Segment Open

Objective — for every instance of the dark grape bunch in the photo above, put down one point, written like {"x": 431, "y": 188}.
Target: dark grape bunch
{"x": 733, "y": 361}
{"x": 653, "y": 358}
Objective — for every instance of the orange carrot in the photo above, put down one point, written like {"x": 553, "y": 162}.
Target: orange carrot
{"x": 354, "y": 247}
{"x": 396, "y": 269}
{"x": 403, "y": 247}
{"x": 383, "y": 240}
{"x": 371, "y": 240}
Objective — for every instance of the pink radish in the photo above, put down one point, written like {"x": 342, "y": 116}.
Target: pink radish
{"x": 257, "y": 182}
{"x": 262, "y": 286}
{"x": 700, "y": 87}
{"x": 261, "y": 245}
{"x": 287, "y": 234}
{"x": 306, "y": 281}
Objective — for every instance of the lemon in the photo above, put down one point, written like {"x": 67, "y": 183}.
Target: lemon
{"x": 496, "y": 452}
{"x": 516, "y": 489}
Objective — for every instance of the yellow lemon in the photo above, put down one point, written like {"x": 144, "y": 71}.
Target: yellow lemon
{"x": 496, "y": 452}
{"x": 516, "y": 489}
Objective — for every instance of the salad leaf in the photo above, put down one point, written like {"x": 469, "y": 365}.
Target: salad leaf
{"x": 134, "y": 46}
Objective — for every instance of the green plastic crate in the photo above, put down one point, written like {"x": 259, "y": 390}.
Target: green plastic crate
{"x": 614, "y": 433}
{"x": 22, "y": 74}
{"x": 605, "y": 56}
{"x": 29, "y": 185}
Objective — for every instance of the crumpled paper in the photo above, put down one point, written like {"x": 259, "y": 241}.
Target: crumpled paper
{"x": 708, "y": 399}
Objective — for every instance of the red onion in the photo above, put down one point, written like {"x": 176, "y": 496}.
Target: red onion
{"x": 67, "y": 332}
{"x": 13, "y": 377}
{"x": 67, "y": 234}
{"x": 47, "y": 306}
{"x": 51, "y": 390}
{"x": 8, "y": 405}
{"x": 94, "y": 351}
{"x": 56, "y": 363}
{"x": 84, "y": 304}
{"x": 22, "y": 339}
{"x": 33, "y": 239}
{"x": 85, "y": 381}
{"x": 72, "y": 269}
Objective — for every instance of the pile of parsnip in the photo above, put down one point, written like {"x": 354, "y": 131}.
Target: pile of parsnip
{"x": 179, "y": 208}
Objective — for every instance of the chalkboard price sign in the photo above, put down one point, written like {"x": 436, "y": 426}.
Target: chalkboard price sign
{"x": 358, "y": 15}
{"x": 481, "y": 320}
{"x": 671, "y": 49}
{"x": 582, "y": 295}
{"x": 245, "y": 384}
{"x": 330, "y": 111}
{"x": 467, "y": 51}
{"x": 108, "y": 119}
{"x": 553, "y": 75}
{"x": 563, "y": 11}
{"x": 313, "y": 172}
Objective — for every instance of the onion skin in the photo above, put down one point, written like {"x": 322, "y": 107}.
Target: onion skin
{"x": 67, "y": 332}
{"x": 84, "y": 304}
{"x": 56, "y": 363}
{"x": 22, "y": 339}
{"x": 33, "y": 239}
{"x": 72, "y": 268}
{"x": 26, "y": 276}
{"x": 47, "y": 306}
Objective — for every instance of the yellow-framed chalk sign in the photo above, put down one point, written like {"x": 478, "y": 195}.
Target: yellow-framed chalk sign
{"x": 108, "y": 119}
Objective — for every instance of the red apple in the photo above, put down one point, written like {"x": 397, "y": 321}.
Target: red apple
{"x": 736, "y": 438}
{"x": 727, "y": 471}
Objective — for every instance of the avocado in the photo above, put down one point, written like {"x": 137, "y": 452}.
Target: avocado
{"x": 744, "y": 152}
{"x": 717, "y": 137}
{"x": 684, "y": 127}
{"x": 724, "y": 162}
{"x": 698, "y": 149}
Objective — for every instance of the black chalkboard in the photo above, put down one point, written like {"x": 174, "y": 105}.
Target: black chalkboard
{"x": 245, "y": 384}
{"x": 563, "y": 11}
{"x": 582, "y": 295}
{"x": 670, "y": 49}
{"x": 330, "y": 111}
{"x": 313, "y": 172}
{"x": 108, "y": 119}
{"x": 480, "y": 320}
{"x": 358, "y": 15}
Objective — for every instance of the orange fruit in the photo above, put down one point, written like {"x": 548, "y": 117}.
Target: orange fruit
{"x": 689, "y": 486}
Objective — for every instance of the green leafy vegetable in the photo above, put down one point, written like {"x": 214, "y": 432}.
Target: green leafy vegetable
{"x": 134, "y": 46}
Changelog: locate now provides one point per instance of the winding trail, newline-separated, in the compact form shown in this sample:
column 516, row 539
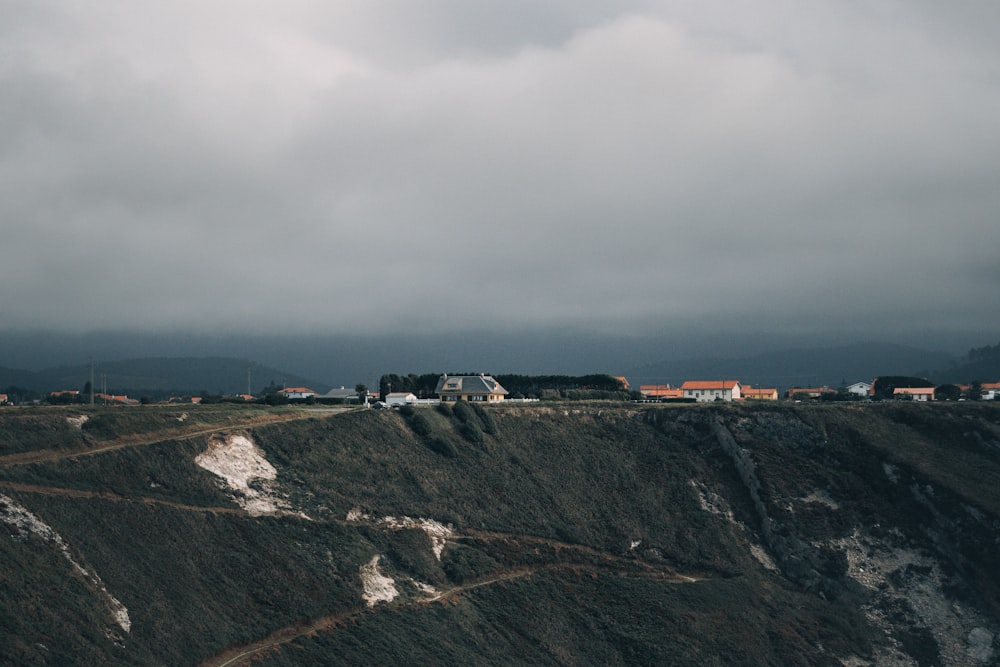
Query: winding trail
column 565, row 557
column 243, row 654
column 114, row 497
column 142, row 440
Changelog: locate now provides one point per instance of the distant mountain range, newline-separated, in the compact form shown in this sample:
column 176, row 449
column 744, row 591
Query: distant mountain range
column 821, row 366
column 818, row 366
column 183, row 375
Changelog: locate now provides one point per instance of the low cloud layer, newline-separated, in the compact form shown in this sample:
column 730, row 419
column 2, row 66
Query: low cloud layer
column 618, row 166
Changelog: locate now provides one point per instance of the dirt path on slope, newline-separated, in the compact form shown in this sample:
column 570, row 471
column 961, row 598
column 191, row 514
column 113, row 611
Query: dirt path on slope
column 114, row 497
column 142, row 440
column 242, row 655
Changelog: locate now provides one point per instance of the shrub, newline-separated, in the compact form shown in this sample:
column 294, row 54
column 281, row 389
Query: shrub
column 462, row 563
column 463, row 412
column 442, row 447
column 489, row 426
column 470, row 431
column 420, row 424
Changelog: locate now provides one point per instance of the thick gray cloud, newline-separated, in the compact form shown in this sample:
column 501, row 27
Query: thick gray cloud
column 795, row 166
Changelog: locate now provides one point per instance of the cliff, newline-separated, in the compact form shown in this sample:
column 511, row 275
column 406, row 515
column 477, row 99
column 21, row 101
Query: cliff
column 564, row 534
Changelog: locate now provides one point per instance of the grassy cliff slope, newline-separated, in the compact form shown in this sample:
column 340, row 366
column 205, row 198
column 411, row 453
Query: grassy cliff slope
column 566, row 535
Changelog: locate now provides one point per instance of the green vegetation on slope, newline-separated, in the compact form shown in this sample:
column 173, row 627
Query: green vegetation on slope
column 584, row 534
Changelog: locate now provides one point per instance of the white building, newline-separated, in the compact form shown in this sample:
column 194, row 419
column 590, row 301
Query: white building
column 712, row 390
column 400, row 398
column 860, row 389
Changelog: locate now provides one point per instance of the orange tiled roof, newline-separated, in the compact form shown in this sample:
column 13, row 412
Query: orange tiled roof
column 709, row 384
column 660, row 390
column 752, row 391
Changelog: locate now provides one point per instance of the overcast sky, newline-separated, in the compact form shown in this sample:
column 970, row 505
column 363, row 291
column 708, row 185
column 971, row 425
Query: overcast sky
column 395, row 165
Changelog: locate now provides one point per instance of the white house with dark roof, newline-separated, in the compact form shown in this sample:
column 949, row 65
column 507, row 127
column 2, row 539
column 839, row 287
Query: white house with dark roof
column 478, row 388
column 860, row 388
column 400, row 398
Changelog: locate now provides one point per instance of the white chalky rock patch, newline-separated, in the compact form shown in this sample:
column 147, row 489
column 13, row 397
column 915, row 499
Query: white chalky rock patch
column 377, row 586
column 238, row 461
column 79, row 421
column 437, row 531
column 20, row 518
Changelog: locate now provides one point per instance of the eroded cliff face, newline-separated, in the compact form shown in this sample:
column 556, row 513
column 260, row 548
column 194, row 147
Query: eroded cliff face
column 562, row 534
column 879, row 506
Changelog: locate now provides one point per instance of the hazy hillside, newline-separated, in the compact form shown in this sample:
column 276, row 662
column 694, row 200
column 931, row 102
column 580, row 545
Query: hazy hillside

Segment Closed

*Directions*.
An exact, line-for-line copy is required: from the line containing "of the eroded" through the final line of the listing above, both included, with nothing else.

*Finished task*.
Changelog: locate now provides one point per instance of the eroded cliff face, newline-separated, in the compact form shown in this sample:
column 556, row 513
column 260, row 548
column 194, row 147
Query: eroded cliff face
column 562, row 534
column 879, row 506
Changelog: locate now provides one point per instance of the hazy hillside, newline-separated, in the compact form shown in this sample:
column 276, row 662
column 694, row 200
column 931, row 102
column 580, row 545
Query: hazy hillside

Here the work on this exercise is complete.